Stored records
○ ○ ○ ○ ○ ○ ○
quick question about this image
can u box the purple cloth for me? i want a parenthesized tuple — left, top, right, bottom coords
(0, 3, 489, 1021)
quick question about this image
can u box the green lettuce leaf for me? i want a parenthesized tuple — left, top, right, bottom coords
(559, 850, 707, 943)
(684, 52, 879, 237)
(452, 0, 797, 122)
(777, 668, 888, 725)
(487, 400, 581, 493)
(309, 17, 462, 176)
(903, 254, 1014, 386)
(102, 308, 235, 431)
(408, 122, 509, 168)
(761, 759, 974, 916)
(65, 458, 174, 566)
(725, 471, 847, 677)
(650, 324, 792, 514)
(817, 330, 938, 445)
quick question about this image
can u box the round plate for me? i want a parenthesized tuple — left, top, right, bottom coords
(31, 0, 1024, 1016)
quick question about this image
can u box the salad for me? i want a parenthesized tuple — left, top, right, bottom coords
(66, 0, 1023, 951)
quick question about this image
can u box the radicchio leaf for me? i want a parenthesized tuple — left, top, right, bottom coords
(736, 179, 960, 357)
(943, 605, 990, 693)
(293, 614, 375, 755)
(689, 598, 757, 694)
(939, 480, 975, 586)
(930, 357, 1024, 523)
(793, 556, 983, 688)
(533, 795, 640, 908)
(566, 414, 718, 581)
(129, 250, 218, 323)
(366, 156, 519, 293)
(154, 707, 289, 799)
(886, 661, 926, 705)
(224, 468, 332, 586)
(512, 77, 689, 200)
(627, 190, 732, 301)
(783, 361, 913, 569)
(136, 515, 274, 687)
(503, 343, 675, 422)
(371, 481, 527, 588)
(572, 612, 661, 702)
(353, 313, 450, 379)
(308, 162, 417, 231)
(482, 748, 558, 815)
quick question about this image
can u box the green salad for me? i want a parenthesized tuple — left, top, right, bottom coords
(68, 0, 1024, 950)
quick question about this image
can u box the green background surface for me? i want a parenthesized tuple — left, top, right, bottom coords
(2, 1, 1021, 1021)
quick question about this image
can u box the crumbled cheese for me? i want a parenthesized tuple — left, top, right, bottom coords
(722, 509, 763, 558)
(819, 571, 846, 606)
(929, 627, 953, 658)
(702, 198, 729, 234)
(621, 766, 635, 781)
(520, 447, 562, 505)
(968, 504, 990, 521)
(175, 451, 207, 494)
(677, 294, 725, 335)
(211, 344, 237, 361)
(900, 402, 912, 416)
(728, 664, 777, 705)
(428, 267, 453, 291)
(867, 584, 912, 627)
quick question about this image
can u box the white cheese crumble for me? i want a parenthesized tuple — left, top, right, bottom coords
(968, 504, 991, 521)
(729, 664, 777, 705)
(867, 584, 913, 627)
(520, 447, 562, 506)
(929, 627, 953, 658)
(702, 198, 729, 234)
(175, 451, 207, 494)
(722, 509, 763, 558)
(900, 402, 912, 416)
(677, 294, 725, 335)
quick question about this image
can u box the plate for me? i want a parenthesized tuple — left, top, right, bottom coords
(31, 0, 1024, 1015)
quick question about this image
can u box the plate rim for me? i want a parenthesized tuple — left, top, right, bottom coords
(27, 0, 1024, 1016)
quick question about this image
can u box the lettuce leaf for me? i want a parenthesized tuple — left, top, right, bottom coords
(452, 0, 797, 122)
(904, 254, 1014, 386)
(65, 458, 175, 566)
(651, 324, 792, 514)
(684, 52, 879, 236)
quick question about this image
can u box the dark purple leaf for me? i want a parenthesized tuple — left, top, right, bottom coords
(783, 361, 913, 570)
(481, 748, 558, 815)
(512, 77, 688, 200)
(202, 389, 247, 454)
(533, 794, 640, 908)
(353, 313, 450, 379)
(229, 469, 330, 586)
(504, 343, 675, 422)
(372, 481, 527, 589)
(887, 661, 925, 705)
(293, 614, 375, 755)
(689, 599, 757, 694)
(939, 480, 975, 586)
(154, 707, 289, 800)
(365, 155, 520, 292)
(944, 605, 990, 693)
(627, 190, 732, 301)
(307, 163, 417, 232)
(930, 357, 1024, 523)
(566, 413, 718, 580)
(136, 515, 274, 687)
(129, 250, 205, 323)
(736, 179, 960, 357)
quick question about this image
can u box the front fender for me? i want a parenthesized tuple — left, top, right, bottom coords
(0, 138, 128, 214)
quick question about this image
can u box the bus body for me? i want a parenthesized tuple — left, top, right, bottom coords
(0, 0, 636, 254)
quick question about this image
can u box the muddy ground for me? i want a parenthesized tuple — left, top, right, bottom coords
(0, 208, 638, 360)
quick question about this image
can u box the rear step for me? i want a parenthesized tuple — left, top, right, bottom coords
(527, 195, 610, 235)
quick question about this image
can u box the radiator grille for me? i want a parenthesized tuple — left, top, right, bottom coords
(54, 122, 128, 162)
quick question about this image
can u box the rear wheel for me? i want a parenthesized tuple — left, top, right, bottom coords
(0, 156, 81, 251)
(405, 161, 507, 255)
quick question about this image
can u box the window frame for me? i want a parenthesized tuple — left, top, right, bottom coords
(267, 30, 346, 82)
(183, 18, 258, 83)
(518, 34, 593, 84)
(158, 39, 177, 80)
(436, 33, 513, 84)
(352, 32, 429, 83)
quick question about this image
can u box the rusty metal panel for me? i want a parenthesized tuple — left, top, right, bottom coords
○ ○ ○ ○ ○ ○ ○
- Exercise aim:
All the lines above need to be retyped exactly, with nothing left out.

- Response to this exercise:
quick question about this image
can u box the purple cloth for me? i want a parenthesized tuple — left, top, right, bottom coords
(0, 3, 489, 1021)
quick question about this image
can u box the green lettuce leaf for me? i want a parenthesized tuple — left, top, right, bottom coords
(559, 850, 707, 943)
(684, 52, 879, 237)
(452, 0, 797, 122)
(777, 668, 888, 725)
(487, 400, 581, 493)
(309, 17, 462, 176)
(903, 254, 1014, 386)
(102, 308, 235, 431)
(408, 122, 509, 168)
(761, 759, 974, 916)
(65, 458, 174, 566)
(725, 471, 847, 677)
(650, 324, 792, 514)
(817, 330, 938, 445)
quick question about this image
can u box the round plate for me? i want a parenthesized tuple — left, top, right, bottom coords
(31, 0, 1024, 1016)
quick question about this image
can u box the salad for me? i want a parenthesized tuple — left, top, right, bottom coords
(66, 0, 1023, 951)
quick question about this image
can u box the radicchio leaf for me? i want a parenthesized tuple — left, top, right, bottom coords
(736, 179, 960, 357)
(943, 605, 990, 693)
(293, 614, 375, 755)
(689, 598, 757, 694)
(939, 480, 975, 586)
(930, 357, 1024, 523)
(793, 556, 983, 688)
(533, 795, 640, 908)
(566, 414, 718, 581)
(129, 250, 218, 323)
(366, 156, 519, 293)
(154, 707, 289, 799)
(886, 661, 926, 705)
(224, 468, 332, 586)
(512, 77, 689, 200)
(627, 190, 732, 301)
(783, 361, 913, 569)
(136, 515, 274, 687)
(503, 343, 675, 422)
(371, 481, 527, 588)
(572, 612, 661, 702)
(353, 313, 450, 379)
(308, 162, 417, 231)
(482, 748, 558, 815)
quick question about this image
can u box the green salad for me? i want a parenthesized tuple — left, top, right, bottom coords
(68, 0, 1024, 950)
quick question about this image
can u box the green background surface for me? i want a parenthesized tuple — left, top, right, bottom coords
(2, 1, 1021, 1021)
quick question about this image
can u box the crumbled cheese for me? i want a parenthesized tuple — left, top, right, bottom coords
(722, 509, 763, 558)
(819, 571, 846, 606)
(929, 627, 953, 658)
(702, 198, 729, 234)
(621, 766, 635, 781)
(520, 447, 562, 505)
(968, 504, 990, 521)
(175, 451, 207, 494)
(677, 294, 725, 335)
(211, 344, 237, 361)
(900, 402, 912, 416)
(728, 664, 777, 705)
(428, 267, 453, 291)
(867, 584, 912, 627)
quick question about this image
can u box the white cheese crumble for me? i want a parenthesized tuple — left, top, right, bottom coords
(968, 504, 991, 521)
(729, 664, 777, 705)
(867, 584, 913, 627)
(520, 447, 562, 506)
(929, 627, 953, 658)
(702, 198, 729, 234)
(175, 451, 207, 494)
(722, 509, 763, 558)
(900, 402, 912, 416)
(677, 294, 725, 335)
quick question about this image
can u box the plate for me? i want a parenthesized tuple — left, top, right, bottom coords
(31, 0, 1024, 1015)
quick question about this image
can u box the plate rim for me? i want a parenthesized tuple — left, top, right, bottom coords
(27, 0, 1024, 1016)
quick question about this image
can u box the lettuce leaf for me? i want a parenthesized tuple — left, top, right, bottom coords
(452, 0, 797, 122)
(904, 254, 1014, 386)
(65, 458, 175, 566)
(651, 324, 792, 514)
(684, 52, 879, 236)
quick question about this image
can u box the dark purple leaf for me? i want a parenthesized tuple — left, top, right, bottom coords
(783, 361, 913, 570)
(481, 748, 558, 815)
(512, 77, 688, 200)
(202, 389, 247, 454)
(533, 794, 640, 908)
(353, 313, 450, 379)
(229, 469, 330, 586)
(504, 343, 675, 422)
(372, 481, 527, 589)
(887, 661, 925, 705)
(293, 614, 375, 755)
(689, 599, 757, 694)
(939, 480, 975, 586)
(154, 707, 289, 800)
(365, 155, 520, 292)
(944, 605, 990, 693)
(627, 190, 732, 301)
(307, 163, 417, 232)
(930, 357, 1024, 523)
(566, 413, 718, 580)
(136, 515, 274, 687)
(129, 250, 205, 323)
(736, 179, 960, 357)
quick question about this image
can u box the front fender for me? i want a parenthesized tuple — left, top, right, bottom coords
(0, 138, 128, 214)
quick question about this image
can u box the bus body for me? i want a parenthesized tuple — left, top, right, bottom coords
(0, 0, 636, 254)
quick question about this image
can u box the muddy ground for me? i want a parenthesized tuple — left, top, right, bottom coords
(0, 208, 638, 360)
quick question about this image
can u box the rear step for me? i want a parenthesized tuple — left, top, right, bottom coords
(527, 195, 610, 235)
quick question about this image
can u box the radiator grille for me? i want a parenthesized tuple — left, top, right, bottom coords
(54, 122, 128, 162)
quick question about this image
can u box the rear wheel for me? i want a parenthesized tuple — left, top, right, bottom coords
(0, 156, 81, 251)
(405, 161, 507, 255)
quick question about this image
can u box the window frame for me? i want a parenthesized tuple — left, top, right, bottom coords
(267, 30, 346, 82)
(183, 18, 258, 83)
(518, 34, 593, 84)
(158, 39, 177, 80)
(436, 33, 513, 84)
(352, 32, 429, 83)
quick question about this image
can u box the rusty metal panel for me? i want a parenthesized tuple — left, top, right, bottom coords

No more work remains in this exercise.